物理化学学报 >> 2013, Vol. 29 >> Issue (04): 689-694.doi: 10.3866/PKU.WHXB201302061

热力学,动力学和结构化学 上一篇    下一篇

正癸烷与二甲苯在超临界压力下的热裂解

周灏1, 毛佳1, 汪必耀1, 朱权1, 王健礼2, 李象远1   

  1. 1 四川大学化学工程学院, 成都, 610065;
    2 四川大学化学学院, 成都, 610064
  • 收稿日期:2012-11-15 修回日期:2013-02-05 发布日期:2013-03-25
  • 通讯作者: 王健礼, 李象远 E-mail:wangjianli@scu.edu.cn; xyli@scu.edu.cn
  • 基金资助:

    国家自然科学基金(91116001/A0204)资助项目

Pyrolysis of n-Decane and Dimethylbenzene under Supercritical Pressure

ZHOU Hao1, MAO Jia1, WANG Bi-Yao1, ZHU Quan1, WANG Jian-Li2, LI Xiang-Yuan1   

  1. 1 Colledge of Chemical Engineering, Sichuan University, Chengdu 610065, P.R. China;
    2 Colledge of Chemistry, Sichuan University, Chengdu 610064, P.R. China
  • Received:2012-11-15 Revised:2013-02-05 Published:2013-03-25
  • Supported by:

    The project was supported by the National Natural Science Foundation of China (91116001/A0204).

摘要:

采用连续流动装置对正癸烷和二甲苯在超临界压力下的热裂解对比研究. 用气相色谱和色质联用仪对其气相产物和液相产物进行分析, 计算气相产物产率和裂解转化率, 并运用计算化学方法获得正癸烷和二甲苯不同化学键的键能, 从实验和理论上分析其裂解反应的难易程度和裂解规律. 实验结果表明, 在4 MPa和650、700、750 ℃条件下, 正癸烷比二甲苯更容易裂解, 正癸烷裂解产物以C1-C3小分子的烃类和氢气为主, 而二甲苯裂解产物主要为乙苯、甲苯和其它芳香类化合物; 键能计算结果表明, 正癸烷碳链骨架的C-C键能和C-H键能均较小, 裂解反应的诱发步骤应该是C-C键断裂, 而二甲苯苯环上C-C和C-H键能均较大, 裂解诱发步骤应该是侧链甲基脱氢反应. 因此正癸烷裂解反应以C-C键断裂和脱氢反应为主, 二甲苯裂解主要发生侧链甲基C-C键断裂和脱氢反应, 而芳环则比较稳定, 理论计算键能分析与裂解实验结果一致.
-*-*-
任务要求
接着正癸烷和二甲苯热裂解的摘要的最后一句往下续写。 后面的列表与正癸烷和二甲苯热裂解的摘要没有关系。

数据部分
-*-*-
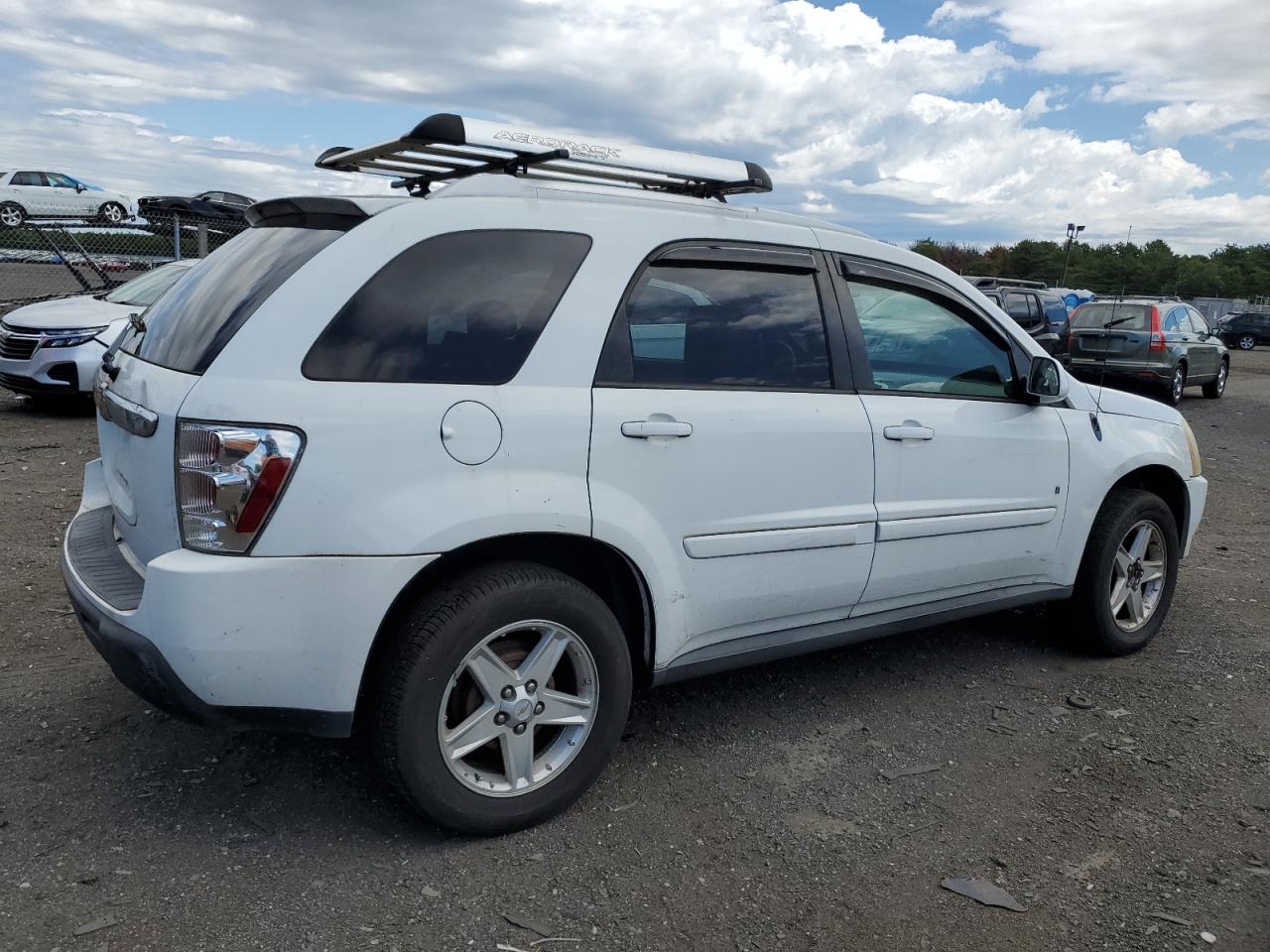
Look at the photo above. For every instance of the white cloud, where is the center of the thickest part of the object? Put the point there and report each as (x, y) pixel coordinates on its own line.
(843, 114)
-*-*-
答案如下
关键词: 正癸烷, 二甲苯, 超临界, 热裂解, 键能

Abstract:

The pyrolysis of n-decane and dimethylbenzene under supercritical pressure was studied using a continuous flow reactor. Samples were heated to a temperature of 650, 700, or 750 ℃ under a pressure of 4 MPa without oxygen. n-Decane pyrolyzed more easily than dimethylbenzene. We analyzed gaseous products by online gas chromatography, and liquid products by gas chromatography-mass spectrometry, allowing us to calculate the cracking gas yield and cracking conversion of these systems. A quantum chemistry computation was used to evaluate the binding energies of C-C and C-H bonds in n-decane and dimethylbenzene. Both experimental and theoretical results were also used to analyze the cracking reactivity of these species. Analysis of the components in the products indicated that the main products of n-decane were C1-C3 hydrocarbons and hydrogen, whereas ethylbenzene, toluene and other aromatic compounds were the main products of dimethylbezene after pyrolysis. Binding energy calculations showed that both C-C and C-H bonds in n-decane possessed lower binding energies than those in dimethylbezene, and a C-C bond was the weakest. In dimethylbenzene, a C-H bond in the methyl groups was the weakest, and its binding energy was much smaller than those of the C-C and CH bonds in the benzene ring. Therefore, the main reactions in the cracking process of n-decane are breakage of a C-C bond and dehydrogenation. However, the cracking process in dimethylbenzene mainly involves the fracture and dehydrogenation of methyl groups. The theoretical calculations reasonably explained the experimental phenomena.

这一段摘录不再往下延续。